Further on (page 120), Dr. Pieper himself says: “The expressions, ‘possibility of conversion,’ ‘opportunity’ of conversion, ‘possibility of being converted,’ should then be retained in the sense, viz., that the saving grace of God comprises all men, and that the Holy Spirit operates in all hearers unto conversion, and that the cause of non-conversion is to be sought solely in man’s resistance. This is summed up in the terms gratia sufficiens. The Scriptures teach gratia sufficiens, that is to say, that God operates through the call in such a manner and to such an extent that all hearers of the Word may be ‘enlightened, converted and saved,’ and that no hearer remains unconverted by reason of some deficiency in the operations of divine grace or by reason of a lack of gracious intent on the part of God.”

We do not want to be hypercritical, but since Missouri constantly makes all her favorite figures of speech “go on all fours,” as the saying is, we would kindly ask. How can “dead” sinners be “hearers of the Word ?” If they are “dead” like logs or corpses, how can it be said that “the Holy Spirit operates in all hearers unto conversion?’’ Our brethren ought to remember that every simile is defective in some points, while entirely pertinent in others, that is, the points in which the parallelism is intended. “Omne simile claudicat.

What Dr. Pieper says on pages 121-123 on Synergism does not concern us, for, as we have so often said before, we reject Synergism, which means that the unconverted sinner, in his natural state, can co-operate with God in his salvation, or that, by means of spiritual abilities imparted in the Call, he can actively co-operate or in any way help to convert and save himself. Most positively do we reject Melanchthon’s formula in the last edition of his Loci, when he enumerated “three causes of conversion, viz., the Holy Spirit, the Word, and the will of man” (Jacobs, id., page 224). If, after the sinner’s awakening through the Call, he would be saved, he must simply surrender to God’s saving power, must be quiescent in God’s hand, must let God save him; and this He can do, because God’s Call to him has been a living, energizing Call.

* **DATASET EXTRACT**:
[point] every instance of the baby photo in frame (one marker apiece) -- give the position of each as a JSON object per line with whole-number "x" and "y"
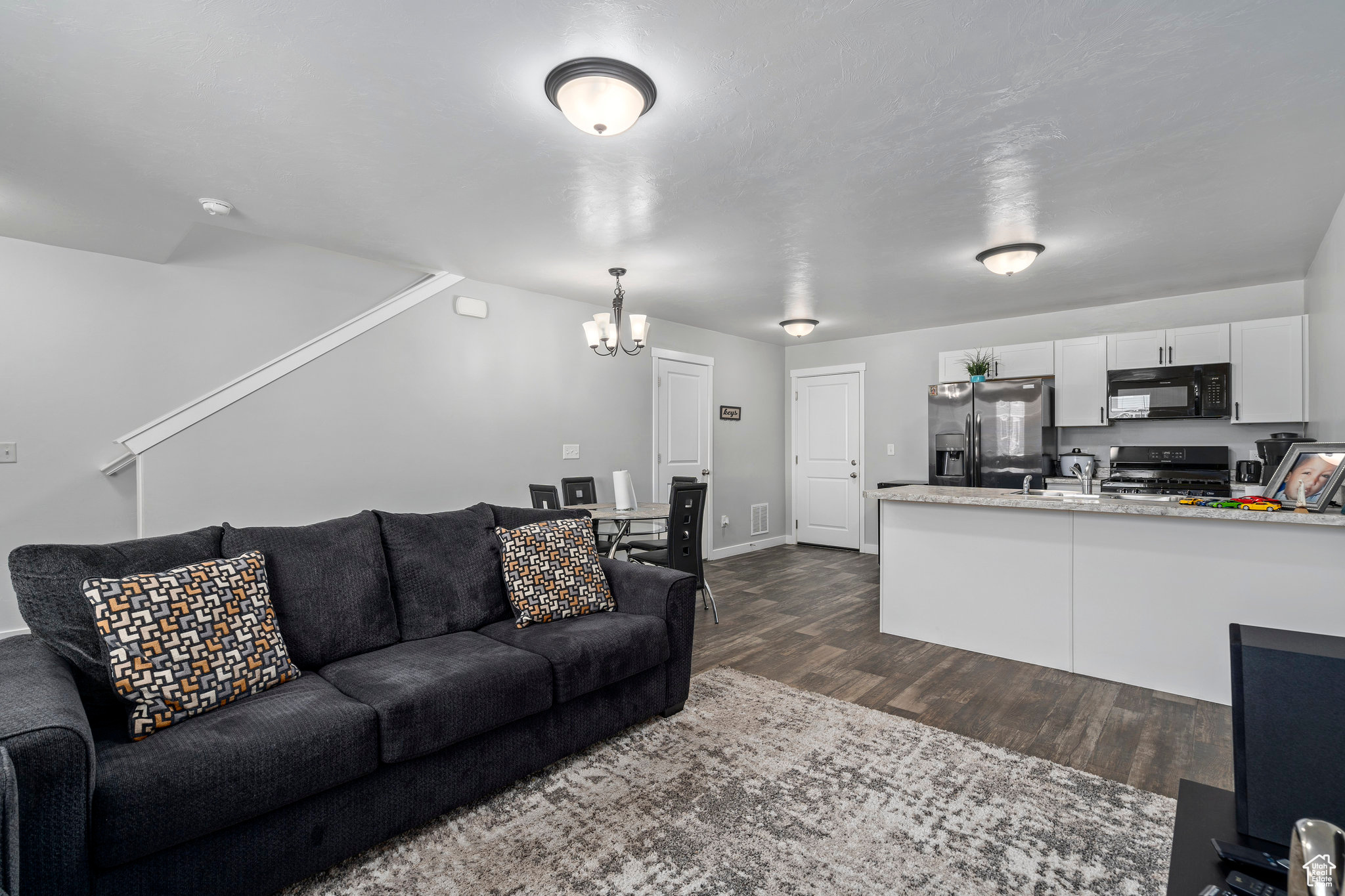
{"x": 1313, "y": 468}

* **TO BE DONE**: Revise the excerpt on conversion from "What Dr. Pieper" to "living, energizing Call.", changing "Synergism" to "cooperationism" throughout.

* **EXPECTED ANSWER**:
What Dr. Pieper says on pages 121-123 on cooperationism does not concern us, for, as we have so often said before, we reject cooperationism, which means that the unconverted sinner, in his natural state, can co-operate with God in his salvation, or that, by means of spiritual abilities imparted in the Call, he can actively co-operate or in any way help to convert and save himself. Most positively do we reject Melanchthon’s formula in the last edition of his Loci, when he enumerated “three causes of conversion, viz., the Holy Spirit, the Word, and the will of man” (Jacobs, id., page 224). If, after the sinner’s awakening through the Call, he would be saved, he must simply surrender to God’s saving power, must be quiescent in God’s hand, must let God save him; and this He can do, because God’s Call to him has been a living, energizing Call.